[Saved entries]
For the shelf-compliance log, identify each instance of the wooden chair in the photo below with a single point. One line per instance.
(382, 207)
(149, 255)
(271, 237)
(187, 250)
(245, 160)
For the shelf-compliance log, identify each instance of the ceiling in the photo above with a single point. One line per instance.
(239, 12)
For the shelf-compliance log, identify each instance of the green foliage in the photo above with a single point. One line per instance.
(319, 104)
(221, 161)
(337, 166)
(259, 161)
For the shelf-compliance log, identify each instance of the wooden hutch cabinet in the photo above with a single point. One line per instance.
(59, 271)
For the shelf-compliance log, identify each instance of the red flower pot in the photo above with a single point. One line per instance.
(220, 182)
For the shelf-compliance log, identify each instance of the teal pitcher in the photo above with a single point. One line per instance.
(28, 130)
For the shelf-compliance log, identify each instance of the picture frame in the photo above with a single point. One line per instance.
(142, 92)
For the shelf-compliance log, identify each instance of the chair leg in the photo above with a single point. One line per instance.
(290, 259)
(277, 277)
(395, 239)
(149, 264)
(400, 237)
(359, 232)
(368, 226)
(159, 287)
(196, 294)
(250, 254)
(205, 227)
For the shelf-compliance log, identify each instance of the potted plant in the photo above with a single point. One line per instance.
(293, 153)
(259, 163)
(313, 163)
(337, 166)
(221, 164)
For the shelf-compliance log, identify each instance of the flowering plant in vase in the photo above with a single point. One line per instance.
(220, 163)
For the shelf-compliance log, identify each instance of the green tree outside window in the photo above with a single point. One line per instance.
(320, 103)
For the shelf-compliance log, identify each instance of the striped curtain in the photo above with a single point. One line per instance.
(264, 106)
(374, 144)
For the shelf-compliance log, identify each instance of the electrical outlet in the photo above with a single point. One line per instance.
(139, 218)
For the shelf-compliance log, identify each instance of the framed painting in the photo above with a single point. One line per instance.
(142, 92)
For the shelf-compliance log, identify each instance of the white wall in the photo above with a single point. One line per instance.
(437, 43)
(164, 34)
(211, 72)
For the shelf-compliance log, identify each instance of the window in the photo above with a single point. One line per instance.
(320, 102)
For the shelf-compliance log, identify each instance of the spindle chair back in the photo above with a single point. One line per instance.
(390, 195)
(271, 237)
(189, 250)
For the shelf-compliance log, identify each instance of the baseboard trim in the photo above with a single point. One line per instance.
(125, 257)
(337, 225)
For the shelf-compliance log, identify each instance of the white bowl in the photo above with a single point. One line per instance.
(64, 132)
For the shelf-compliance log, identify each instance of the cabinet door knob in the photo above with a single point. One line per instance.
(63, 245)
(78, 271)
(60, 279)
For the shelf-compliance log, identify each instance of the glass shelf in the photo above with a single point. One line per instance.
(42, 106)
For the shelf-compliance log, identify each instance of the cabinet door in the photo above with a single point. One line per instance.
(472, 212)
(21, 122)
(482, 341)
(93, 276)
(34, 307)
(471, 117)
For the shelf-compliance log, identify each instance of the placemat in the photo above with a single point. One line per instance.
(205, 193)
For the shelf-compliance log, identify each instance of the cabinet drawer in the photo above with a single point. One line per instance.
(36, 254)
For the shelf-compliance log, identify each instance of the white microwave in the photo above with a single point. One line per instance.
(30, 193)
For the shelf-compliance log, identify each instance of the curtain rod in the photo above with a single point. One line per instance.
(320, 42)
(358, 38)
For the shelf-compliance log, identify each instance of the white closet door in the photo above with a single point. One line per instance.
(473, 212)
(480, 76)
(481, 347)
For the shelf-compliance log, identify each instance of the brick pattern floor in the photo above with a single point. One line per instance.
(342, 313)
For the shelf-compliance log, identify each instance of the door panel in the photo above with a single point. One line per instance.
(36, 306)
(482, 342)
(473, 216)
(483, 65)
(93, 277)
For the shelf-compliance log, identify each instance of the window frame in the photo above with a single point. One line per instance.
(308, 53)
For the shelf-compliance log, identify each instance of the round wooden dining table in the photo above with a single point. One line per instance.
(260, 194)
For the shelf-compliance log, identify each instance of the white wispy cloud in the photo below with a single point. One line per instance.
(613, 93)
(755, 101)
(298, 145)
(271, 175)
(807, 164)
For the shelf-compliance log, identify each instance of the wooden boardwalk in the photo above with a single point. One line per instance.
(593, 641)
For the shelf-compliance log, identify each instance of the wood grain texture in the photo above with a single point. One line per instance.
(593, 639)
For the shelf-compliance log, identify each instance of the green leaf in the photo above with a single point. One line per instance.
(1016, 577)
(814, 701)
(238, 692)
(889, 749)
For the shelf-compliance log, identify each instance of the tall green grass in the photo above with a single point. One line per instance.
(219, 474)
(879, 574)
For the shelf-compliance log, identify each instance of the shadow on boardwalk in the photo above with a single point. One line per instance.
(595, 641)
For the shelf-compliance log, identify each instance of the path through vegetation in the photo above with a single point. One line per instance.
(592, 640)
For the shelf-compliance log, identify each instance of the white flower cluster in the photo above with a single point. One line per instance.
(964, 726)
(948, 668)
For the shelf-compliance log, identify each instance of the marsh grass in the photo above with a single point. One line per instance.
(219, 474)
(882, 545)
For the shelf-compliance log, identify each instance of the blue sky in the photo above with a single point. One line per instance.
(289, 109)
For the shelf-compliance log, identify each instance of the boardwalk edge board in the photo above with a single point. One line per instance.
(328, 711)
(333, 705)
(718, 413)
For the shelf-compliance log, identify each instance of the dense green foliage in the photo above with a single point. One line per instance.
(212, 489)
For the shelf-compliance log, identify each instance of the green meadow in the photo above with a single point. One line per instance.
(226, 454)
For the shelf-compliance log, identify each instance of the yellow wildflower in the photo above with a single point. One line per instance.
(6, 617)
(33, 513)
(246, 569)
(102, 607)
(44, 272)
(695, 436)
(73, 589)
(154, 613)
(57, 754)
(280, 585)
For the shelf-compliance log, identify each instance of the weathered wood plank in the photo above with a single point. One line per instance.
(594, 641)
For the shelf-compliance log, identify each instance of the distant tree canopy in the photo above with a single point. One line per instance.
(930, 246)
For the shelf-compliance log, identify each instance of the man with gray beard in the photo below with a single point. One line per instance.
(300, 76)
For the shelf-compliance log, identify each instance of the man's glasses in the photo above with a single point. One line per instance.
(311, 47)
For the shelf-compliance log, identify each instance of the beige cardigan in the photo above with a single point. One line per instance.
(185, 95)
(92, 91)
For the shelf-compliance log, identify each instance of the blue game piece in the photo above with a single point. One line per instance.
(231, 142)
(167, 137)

▶ _Exercise description_: Restate each entry exactly, skipping none.

▶ _Answer to this task_:
For the shelf-compliance log, identify each instance of the wooden chair in the photo below with a single point. One line per instance.
(382, 207)
(149, 255)
(271, 237)
(187, 250)
(245, 160)
For the shelf-compliance log, identify each instance of the ceiling in the photo above with a single point. One line per instance.
(239, 12)
For the shelf-compliance log, identify each instance of the green foliage in the photo above with a single point. One line per instance.
(319, 104)
(221, 161)
(337, 166)
(259, 161)
For the shelf-compliance log, identify each instance of the wooden hutch cabinet in the photo above with a single point. One line per instance.
(59, 271)
For the shelf-compliance log, identify each instance of the red flower pot in the photo above with a single point. One line per instance.
(220, 182)
For the shelf-compliance log, identify each instance of the teal pitcher in the photo above with a single point. One line per instance.
(28, 130)
For the shelf-compliance log, identify each instance of the picture frame in the photo above with a single point. One line per instance.
(142, 92)
For the shelf-compliance log, identify each instance of the chair leg in the photo above with a single point. One line per instance.
(290, 259)
(277, 277)
(395, 239)
(149, 264)
(400, 237)
(359, 232)
(368, 226)
(159, 287)
(196, 294)
(250, 254)
(205, 227)
For the shelf-compliance log, identify each instance of the potted plant in the photo above with a single point. One line per instance.
(293, 153)
(259, 163)
(313, 163)
(337, 166)
(221, 164)
For the shelf-compliance log, identify each instance of the flowering plant in vase in the photo above with a single point. One line per instance.
(220, 163)
For the shelf-compliance log, identify each instance of the green tree outside window in the photo above with a single point. One line per instance.
(320, 103)
For the shelf-compliance log, identify each instance of the striped curtain in the photo above with a single point. One line per instance.
(264, 106)
(374, 144)
For the shelf-compliance log, identify each instance of the electrical outlet in the photo above with a single point. One line per instance.
(139, 218)
For the shelf-compliance log, identify each instance of the framed painting in the photo above with a single point. One line per instance.
(142, 92)
For the shelf-compliance log, identify each instance of the white wall in the photo above with a single point. One line per instance.
(437, 43)
(164, 34)
(211, 72)
For the shelf-compliance log, identify each instance of the window in the photo above with a single point. One line per instance.
(320, 102)
For the shelf-compliance log, identify each instance of the spindle chair back in the photo above with a single point. One line per instance.
(390, 195)
(271, 237)
(189, 250)
For the shelf-compliance log, identify each instance of the baseboard trim in the photo above with a single point. One line per instance.
(125, 257)
(337, 225)
For the shelf-compliance log, identify each instance of the white bowl in the photo above with a single point. One line per instance.
(64, 132)
For the shelf-compliance log, identify each instance of the cabinet door knob in the photo above with a single point. One line per instance.
(63, 245)
(78, 271)
(60, 279)
For the shelf-compliance log, identify each instance of the glass shelf in the photo above with a single point. One line per instance.
(42, 106)
For the shelf-compliance log, identify each instance of the cabinet door in the photo above with a single point. One line per instance.
(472, 212)
(21, 122)
(482, 341)
(93, 276)
(34, 307)
(471, 117)
For the shelf-compliance log, identify each instance of the placemat in the photo above with a single point. One line per instance.
(205, 193)
For the shelf-compliance log, identify each instance of the cabinet drawer in the photo above with a single point. One line per instance.
(36, 254)
For the shelf-compliance log, identify each instance of the white microwave in the photo above with a single point. One line per instance.
(30, 193)
For the shelf-compliance log, identify each instance of the curtain rod in the photo above with a single point. One line per instance.
(320, 42)
(358, 38)
For the shelf-compliance log, identify each instance of the white closet door in the photo above with a single point. One line per instance.
(473, 212)
(480, 76)
(481, 347)
For the shelf-compliance log, identify each instance of the brick pattern floor in the photo above with a single point. One line per instance.
(342, 313)
For the shelf-compliance log, identify each instance of the door panel in the photo above with a single point. One line per instance.
(36, 306)
(482, 342)
(473, 216)
(483, 65)
(93, 277)
For the shelf-compliance log, identify each instance of the window frame in the photo above with a single point. One line per instance.
(308, 53)
For the shelf-compliance log, identify each instance of the round wooden dining table in the photo above with a single point. One line per instance.
(260, 194)
For the shelf-compliance log, identify each instance of the white wispy cloud in the photo below with a single point. One line per instance.
(613, 93)
(755, 101)
(298, 145)
(271, 175)
(807, 164)
For the shelf-compliance log, identify each instance of the wooden boardwalk in the photo above with a single point. One line per instance.
(593, 641)
For the shelf-compliance log, identify each instance of the wood grain texture in the photo above with a single point. One line per instance.
(593, 639)
For the shelf-compliance log, identify each instance of the green leaf in the photo above with a single point. One line per instance.
(1016, 577)
(814, 701)
(238, 692)
(889, 749)
For the shelf-compliance log, identify each instance of the tall green grass in the photo above with a single point. One line per instance.
(219, 474)
(879, 574)
For the shelf-compliance log, identify each instance of the shadow on boardwalk in the photo above with a single point. One line per instance.
(595, 641)
For the shelf-compliance log, identify each instance of the path through vegetation in the photo above with a single point. One line per instance.
(592, 640)
For the shelf-compliance log, identify each instance of the white flower cluster in the photo above with a single point. One line per instance.
(964, 726)
(948, 668)
For the shelf-compliance log, identify each instance of the marsh grass in the photo above with a single point. One line per instance.
(219, 474)
(882, 545)
For the shelf-compliance log, identify each instance of the blue sky in the photo above with a single point. One line per instance.
(289, 109)
For the shelf-compliance log, identify each instance of the boardwalk edge board in the photo above with a single point. One line per instance.
(328, 711)
(333, 705)
(718, 413)
For the shelf-compliance log, identify each instance of the dense green foliage in the photo above with a single point. One line per instance.
(212, 489)
For the shelf-compliance log, identify each instance of the green meadow in the photo above with a single point. One line per instance.
(226, 454)
For the shelf-compliance log, identify each instance of the yellow wildflower in the photo above with a single point. One line per instance.
(6, 617)
(33, 513)
(246, 569)
(102, 607)
(44, 272)
(695, 436)
(73, 589)
(154, 613)
(57, 754)
(280, 585)
For the shelf-compliance log, identify each instance of the weathered wood plank in the photo above with a single point. One line per instance.
(594, 641)
For the shelf-compliance log, identify each instance of the distant tree canopy in the photo above with a single point. One line per instance.
(930, 246)
For the shelf-compliance log, identify each instance of the man with gray beard in the photo below with a single point. One line per instance.
(300, 76)
For the shelf-compliance log, identify each instance of the man's glasses in the photo above with a single point. One line per instance.
(311, 47)
For the shelf-compliance log, identify each instance of the beige cardigan in the photo above with a single point. One line per instance.
(185, 95)
(92, 91)
For the shelf-compliance log, identify each instance of the blue game piece in the photo above with a single point. One line per instance.
(231, 142)
(167, 137)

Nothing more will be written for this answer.